* Excerpted passage *
_ _ _ _

If you don’t, life is simple: you buy a Fireblade or an R1 and go zooming about. If you do you kiss goodbye to normality and sign up to the fringes of mainstream motorcycling, driven by an irrational need to ride a bike that makes its speed the hard way.

In the case of the BMW boxer that speed must come from this 90-year-old design, which, compared to the near-weightless internals of modern superbike engine, reciprocates with the urgency of Stephenson’s Rocket.

Being a BMW that engine must also be mounted in a rolling chassis that is fundamentally designed for touring.

So when in 2007 BMW wheeled out its most daring boxer ever to compete against the 190bhp Japanese superbikes in the World Endurance Championship, it was almost too much for followers of air-cooled BMWs.

The HP2 elevated the old twins to a new level of willful contrariness. It was radical, yes, beautiful too, and dripping in carbon and Öhlins, but still only a pair of heated grips short of an R1200RT. 

Touring-style Telelever front suspension and clunky, power-sapping shaft drive were just the start of its quirks.

BMW’s flat twins, so brilliantly configured for air-cooling, also have inherent ground clearance issues that quickly become a limiting factor on track.

And while the 140bhp HP2 had by far the most powerful boxer engine yet seen, it was still 60bhp down on the factory Kawasaki ZX-10s and Suzuki GSX-R1000s — and surely on the giddy limit of reliability. Would it melt?

On paper it was hopeless and exactly how boxer addicts like it. Here was BMW’s most belligerent and maverick statement yet; the ultimate reason not to do the easy thing and buy a four-cylinder liquid-cooled motorcycle.

How could anyone with a heart not support a bike that had more in common with the machinery in the Le Mans campsites than the World Superbike spec bikes it was competing with on the Bugatti circuit?

It got better. The limited edition road going HP2 Sport that followed in 2008 was no watered down look-a-like but an authentic stab at transferring the magic of racer to the road. The front and back ends of the HP2 could be quickly unbolted – it was pure endurance.

There was no conventional rear frame either: the carbon seat unit was the sub-frame and once the exhaust it supported was detached could be removed by undoing just four bolts. The riding position was quickly and minutely adjustable.

Its 189 kilos was a seriously competitive weight; its 120-ish horsepower just enough…

The HP2 Sport was conceived as a £20,000 rival to the Ducati 1098R rather than the £15,200 competitor to the base Ducati it ended up as.

Factory insiders say BMW lost their nerve slightly and down-spec’d at the last minute. Nonetheless, a quick-shifter; one-piece Brembo front brake calipers; Öhlins shocks; carbon bodywork throughout; a new, high revving, double-overhead cam iteration of the opposed twin; ultra adjustability and a data-recording 2D Systems dash made it the most pre-modified sports bike ever seen.

_ _ _ _

* Dataset extract *
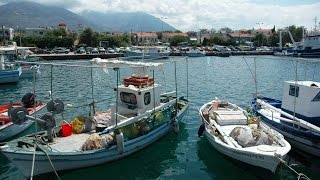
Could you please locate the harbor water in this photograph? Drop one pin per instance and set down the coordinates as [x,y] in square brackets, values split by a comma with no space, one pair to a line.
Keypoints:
[176,156]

_ _ _ _

* Task set *
a: Answer these questions from the BMW boxer passage:
(i) In what year did BMW bring out the HP2 to compete in the World Endurance Championship?
(ii) What weight does the passage give for the HP2 Sport?
(iii) At what price was the HP2 Sport originally conceived, and as a rival to which bike?
b: Repeat the portion of the BMW boxer passage between "The HP2 elevated" and "four-cylinder liquid-cooled motorcycle.", inclusive.

* Responses in order *
a:
(i) 2007
(ii) 189 kilos
(iii) £20,000, as a rival to the Ducati 1098R

b:
The HP2 elevated the old twins to a new level of willful contrariness. It was radical, yes, beautiful too, and dripping in carbon and Öhlins, but still only a pair of heated grips short of an R1200RT. 

Touring-style Telelever front suspension and clunky, power-sapping shaft drive were just the start of its quirks.

BMW’s flat twins, so brilliantly configured for air-cooling, also have inherent ground clearance issues that quickly become a limiting factor on track.

And while the 140bhp HP2 had by far the most powerful boxer engine yet seen, it was still 60bhp down on the factory Kawasaki ZX-10s and Suzuki GSX-R1000s — and surely on the giddy limit of reliability. Would it melt?

On paper it was hopeless and exactly how boxer addicts like it. Here was BMW’s most belligerent and maverick statement yet; the ultimate reason not to do the easy thing and buy a four-cylinder liquid-cooled motorcycle.